*EXCERPTED TEXT:*
· · · · · · ·

Consumer Health Digest #18-07
Your Weekly Update of News and Reviews
February 18, 2018
Consumer Health Digest is a free weekly e-mail newsletter edited by William M. London, Ed.D., M.P.H., with help from Stephen Barrett, M.D. It summarizes scientific reports; legislative developments; enforcement actions; news reports; Web site evaluations; recommended and nonrecommended books; and other information relevant to consumer protection and consumer decision-making. Its primary focus is on health, but occasionally it includes non-health scams and practical tips.
Former hospital owner sentenced for spinal surgery referral scheme. A federal judge has sentenced Michael D. Drobot, who owned Pacific Hospital in Long Beach, California, to 63 months in prison for overseeing a 15-year-long fraudulent scheme that involved more than $40 million in illegal kickbacks paid to dozens of doctors, chiropractors, and others in exchange for referring thousands of patients. The scheme led to more than $500 million in fraudulent bills submitted during its final five years. The kickbacks were financed largely from Drobot's sale of medical devices through his own medical hardware company, International Implants, that were implanted into state workers' compensation patients during the operations. The typical kickbacks were $15,000 for lumbar fusion and $10,000 for cervical fusion surgery. As part of the scheme, Drobot billed an extra $250 per device and paid bribes to California State Senator Ronald Calderon for performing official acts to keep on the books a now-repealed law that required the state to pay the full amount of the invoices. Calderon is now serving a three-and-half year sentence in federal prison after admitting to taking bribes from Drobot and undercover FBI agents. [Former hospital owner sentenced to over 5 years in prison for orchestrating scheme that paid over $40 million in illegal kickbacks to doctors, other medical professionals for spinal surgery referrals. USAO Press Release Number 18-006, Jan.12, 2018]
OIG blasts continuing chiropractic overpayments under Medicare. The Office of the Inspector General of the U.S. Department of Health and Human Services has published a portfolio that summarizes the vulnerabilities identified in previous audits, evaluations, investigations, and legal actions related to chiropractic services under Medicare. [Medicare needs better controls to prevent fraud, waste, and abuse related to chiropractic services. OIG A-09-16-02042, Feb 2018] The report notes:
- From 2010 to 2015, chiropractors had the highest improper payment rates among Medicare Part B providers.

· · · · · · ·

*LISTED RECORDS:*
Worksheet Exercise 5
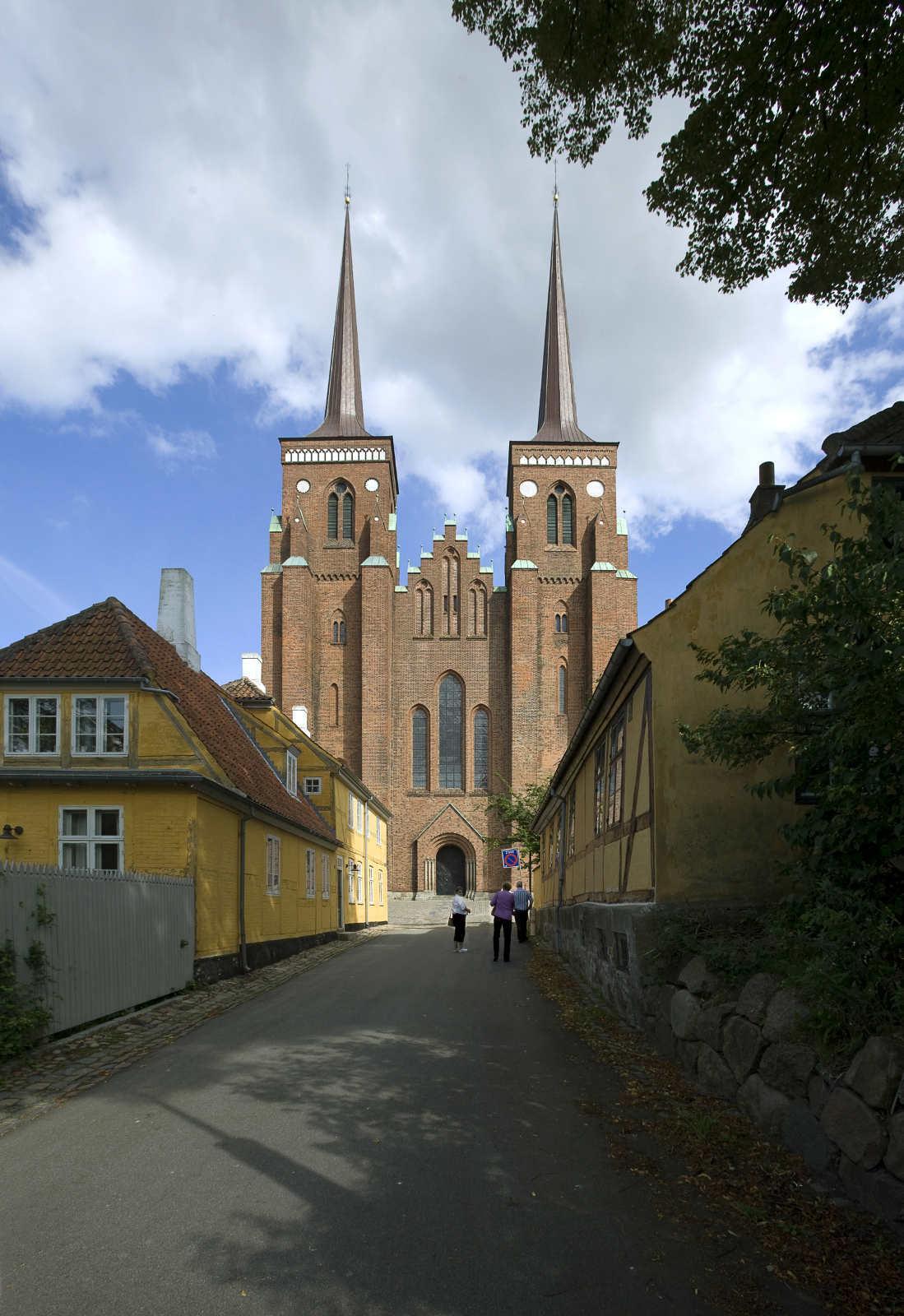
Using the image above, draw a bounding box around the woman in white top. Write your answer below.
[452,887,471,956]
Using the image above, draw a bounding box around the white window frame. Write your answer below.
[304,850,318,900]
[4,691,59,758]
[57,804,123,873]
[267,836,283,897]
[70,695,129,758]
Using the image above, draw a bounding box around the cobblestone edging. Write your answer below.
[0,928,386,1137]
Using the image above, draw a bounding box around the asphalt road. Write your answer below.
[0,926,812,1316]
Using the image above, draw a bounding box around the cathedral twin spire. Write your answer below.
[308,196,591,443]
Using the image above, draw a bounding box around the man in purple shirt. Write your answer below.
[489,882,514,961]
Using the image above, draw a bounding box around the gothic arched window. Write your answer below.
[474,708,489,791]
[439,675,461,791]
[410,708,428,791]
[327,480,355,540]
[546,484,575,548]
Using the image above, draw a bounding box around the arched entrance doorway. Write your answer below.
[437,845,466,897]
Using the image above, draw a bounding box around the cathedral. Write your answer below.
[261,197,637,897]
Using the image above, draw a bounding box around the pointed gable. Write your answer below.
[0,599,336,844]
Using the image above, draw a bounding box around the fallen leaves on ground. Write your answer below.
[529,943,904,1316]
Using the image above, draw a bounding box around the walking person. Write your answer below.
[452,887,471,956]
[513,882,534,941]
[489,882,514,963]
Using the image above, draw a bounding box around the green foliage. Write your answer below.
[0,939,51,1061]
[680,478,904,917]
[452,0,904,308]
[484,776,551,870]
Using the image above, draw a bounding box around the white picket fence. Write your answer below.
[0,864,195,1033]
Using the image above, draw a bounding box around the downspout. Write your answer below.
[549,787,564,956]
[364,800,370,928]
[239,813,252,974]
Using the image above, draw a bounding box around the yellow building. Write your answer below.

· · · · · · ·

*ASSIGNED TASK:*
Could you carry on the Consumer Health Digest issue from its last line? The records aren't needed for this.

*RESULT OF THE EXERCISE:*
- The improper payment rate for chiropractic services ranged from 43.9% to 54.1%, and the estimated overpayments per year ranged from $257 million to $304 million.
The previous recommendations made by OIG that have not been implemented include:
- implementing and enforcing policies to prevent future payments for "maintenance therapy"
- establishing a more reliable control for identifying active treatment
- setting a limit on the number of chiropractic services to actively treat spinal "subluxation"
- limiting the number of chiropractic services that Medicare will reimburse
The previous recommendations have been ineffectively implemented include:
- ensuring services comply with coverage criteria
- educating chiropractors regarding coverage requirements
In addition to these measures, OIG advises the Centers for Medicare & Medicaid Services (CMS) to:
- work with its contractors to educate chiropractors on the training materials that are available to them
- educate beneficiaries on the types of chiropractic services that are covered by Medicare, inform them that massage and acupuncture services are not covered, and encourage them to report to CMS chiropractors who are providing non-covered services
- identify chiropractors with aberrant billing patterns or high service denial rates, select a statistically valid random sample of services provided by each chiropractor identified, review the medical records for the sampled services, estimate the amount overpaid to each chiropractor, and request that the chiropractors refund the amounts overpaid by Medicare
- establish a threshold for the number of chiropractic services beyond which medical review would be required for additional services
The OIG has been complaining for more than 30 years about Medicare overpayments to chiropractors. Chirobase has a summary of the problem and links to the relevant reports.
"Functional neurology" chiropractor pleads guilty to grand theft. The Sacramento County District Attorney's Office has announced that James Joseph Martin has pleaded guilty to three counts of practicing medicine without a license, four counts of grand theft by false pretenses, and misdemeanor charges of illegally using "MD" and "physician" in advertisements. Martin, who was licensed in California as a chiropractor, promoted himself as Dr. James Martin, D.PSc. in local infomercial advertising. [Egel B. Sacramento chiropractor pleads guilty to defrauding clients. Sacramento Bee, Feb. 14, 2018] The "D.PSc." is promoted as a credential by the Pastoral Medical Association, which describes itself as "a private ecclesiastical membership association with a mission to promote scripture-based health and wellness concepts" and asserts that "regulation of the Almighty's health care concepts is outside the jurisdiction of . . . secular regulatory boards." Martin also portrayed himself as a "Thyroid and Diabetic Specialist," who practiced "Functional Neurology and Metabolic Medicine." The California Board of Chiropractic Examiners has disciplined him twice for misleading advertising.